*EXCERPTED RECORDS*:
----

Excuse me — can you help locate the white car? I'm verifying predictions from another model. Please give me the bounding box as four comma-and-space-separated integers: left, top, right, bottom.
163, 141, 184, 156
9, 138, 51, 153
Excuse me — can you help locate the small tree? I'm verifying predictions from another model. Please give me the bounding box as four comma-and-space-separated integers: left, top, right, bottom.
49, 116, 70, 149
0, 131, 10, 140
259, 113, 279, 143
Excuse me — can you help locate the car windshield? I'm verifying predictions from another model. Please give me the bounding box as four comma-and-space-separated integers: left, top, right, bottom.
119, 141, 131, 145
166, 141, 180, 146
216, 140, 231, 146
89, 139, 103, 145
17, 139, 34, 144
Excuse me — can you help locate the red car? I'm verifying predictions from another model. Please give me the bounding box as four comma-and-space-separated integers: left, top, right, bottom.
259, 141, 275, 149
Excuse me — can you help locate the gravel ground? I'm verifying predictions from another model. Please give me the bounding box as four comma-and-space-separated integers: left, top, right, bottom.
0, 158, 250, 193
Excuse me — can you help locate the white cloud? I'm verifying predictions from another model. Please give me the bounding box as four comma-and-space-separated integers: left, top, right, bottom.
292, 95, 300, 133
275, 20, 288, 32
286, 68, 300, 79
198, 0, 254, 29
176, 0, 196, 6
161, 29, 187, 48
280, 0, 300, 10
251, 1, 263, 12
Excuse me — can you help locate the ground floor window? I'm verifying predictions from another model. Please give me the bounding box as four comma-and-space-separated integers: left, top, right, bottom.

----

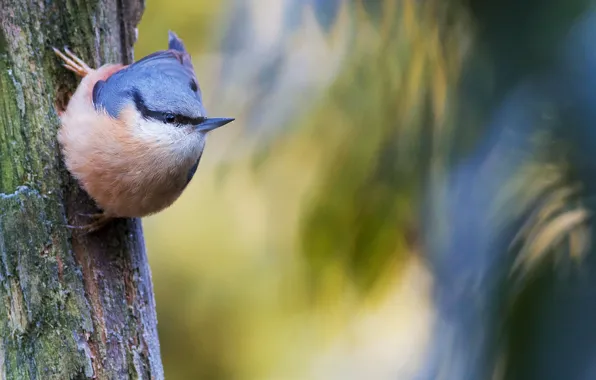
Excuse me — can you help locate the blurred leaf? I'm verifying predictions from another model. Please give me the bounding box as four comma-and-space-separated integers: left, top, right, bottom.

----

*PROMPT*: Return, with no change at all, every line in the entries above from the line containing "Excuse me — can you help locate the gravel" through the line containing "Excuse me — can you help locate the ground".

*TASK SOLUTION*:
Excuse me — can you help locate the gravel ground? I'm verifying predictions from another model. Please give me the bounding box as four comma-and-space-separated integers: left, top, right, bottom.
0, 158, 250, 193
Excuse me — can you help locate the white cloud? I'm verifying predictions from another model. Please give me the bounding box as four comma-and-space-separated integers: left, top, right, bottom.
292, 95, 300, 133
275, 20, 288, 32
286, 68, 300, 79
198, 0, 254, 29
176, 0, 196, 6
161, 29, 187, 48
280, 0, 300, 10
251, 1, 263, 12
Excuse me — can you help locate the ground floor window? I'm verifying predictions from another model. Please give me the bounding box as four comma-and-space-separated integers: left, top, right, bottom.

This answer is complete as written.